### 本文 ###

フィルタープレス用フィルタークロス
【発明の詳細な説明】
【0001】
【産業上の利用分野】本発明はフィルタークロスに関するものであり、更に詳細には、機械操作の追従性に優れ、かつ、瀘過性およびケーキ剥離性を改善したフィルタークロスに関するものである。
【0002】
【従来の技術】無薬性浄水汚泥、下水処理消化汚泥の高分子凝集剤添加スラリー、微粒顔料スラリー、酒もろみ、酢もろみ等の難瀘過性スラリーの瀘過固液分離用フィルタープレスに、瀘過効率の向上を目的として、合成繊維のマルチフィラメント糸を織成、あるいは編成してなるフィルタークロスが使用されている。
【0003】酒もろみの瀘過・圧搾例に基いて従来技術を説明する。
【0004】酒もろみ瀘過用のフィルタークロスとして、ポリエステルのマルチフィラメントを経糸および緯糸の構成成分として緻密な織組織に製織されたものが使用されている。例えば、本発明の出願人も、実公昭58−14972号公報にポリエステル繊維のマルチフィラメントを織成フィルタークロスの構成素材として使用することを提案している。

###

> 課題
[A] 本文で「難瀘過性スラリー」の例としてあげられているものを、すべて書き出してください。
[B] 本文によると、酒もろみ瀘過用のフィルタークロスでは、経糸と緯糸にどんな繊維のマルチフィラメントが使われていますか。

### 記録 ###

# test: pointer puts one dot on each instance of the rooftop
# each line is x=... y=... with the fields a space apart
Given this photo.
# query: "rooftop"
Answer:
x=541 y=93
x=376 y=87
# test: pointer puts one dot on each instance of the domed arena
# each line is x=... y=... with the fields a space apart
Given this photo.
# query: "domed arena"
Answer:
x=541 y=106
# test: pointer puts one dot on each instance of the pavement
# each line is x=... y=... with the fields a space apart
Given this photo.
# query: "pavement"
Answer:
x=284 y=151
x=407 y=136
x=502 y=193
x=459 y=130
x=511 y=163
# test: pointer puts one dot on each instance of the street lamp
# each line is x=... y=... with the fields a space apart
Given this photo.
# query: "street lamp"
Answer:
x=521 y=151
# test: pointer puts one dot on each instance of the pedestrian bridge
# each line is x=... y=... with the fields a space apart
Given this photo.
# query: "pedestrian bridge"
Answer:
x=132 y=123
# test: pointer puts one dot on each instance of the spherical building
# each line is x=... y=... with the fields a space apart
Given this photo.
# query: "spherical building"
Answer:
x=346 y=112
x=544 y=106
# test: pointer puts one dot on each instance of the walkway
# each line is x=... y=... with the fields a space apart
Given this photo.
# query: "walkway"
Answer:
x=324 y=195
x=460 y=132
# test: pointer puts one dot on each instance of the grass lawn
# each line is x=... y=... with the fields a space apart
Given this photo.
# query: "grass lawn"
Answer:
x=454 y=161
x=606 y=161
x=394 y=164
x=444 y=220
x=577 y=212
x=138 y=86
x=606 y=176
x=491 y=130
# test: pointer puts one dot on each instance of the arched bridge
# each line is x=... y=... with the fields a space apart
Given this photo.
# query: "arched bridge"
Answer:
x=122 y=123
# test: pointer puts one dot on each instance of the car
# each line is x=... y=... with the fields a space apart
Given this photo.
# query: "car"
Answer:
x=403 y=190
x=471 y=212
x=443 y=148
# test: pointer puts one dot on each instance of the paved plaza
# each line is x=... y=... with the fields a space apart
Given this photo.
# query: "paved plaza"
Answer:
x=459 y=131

###

> 解答一覧
[A] 無薬性浄水汚泥、下水処理消化汚泥の高分子凝集剤添加スラリー、微粒顔料スラリー、酒もろみ、酢もろみ

[B] ポリエステルのマルチフィラメントです。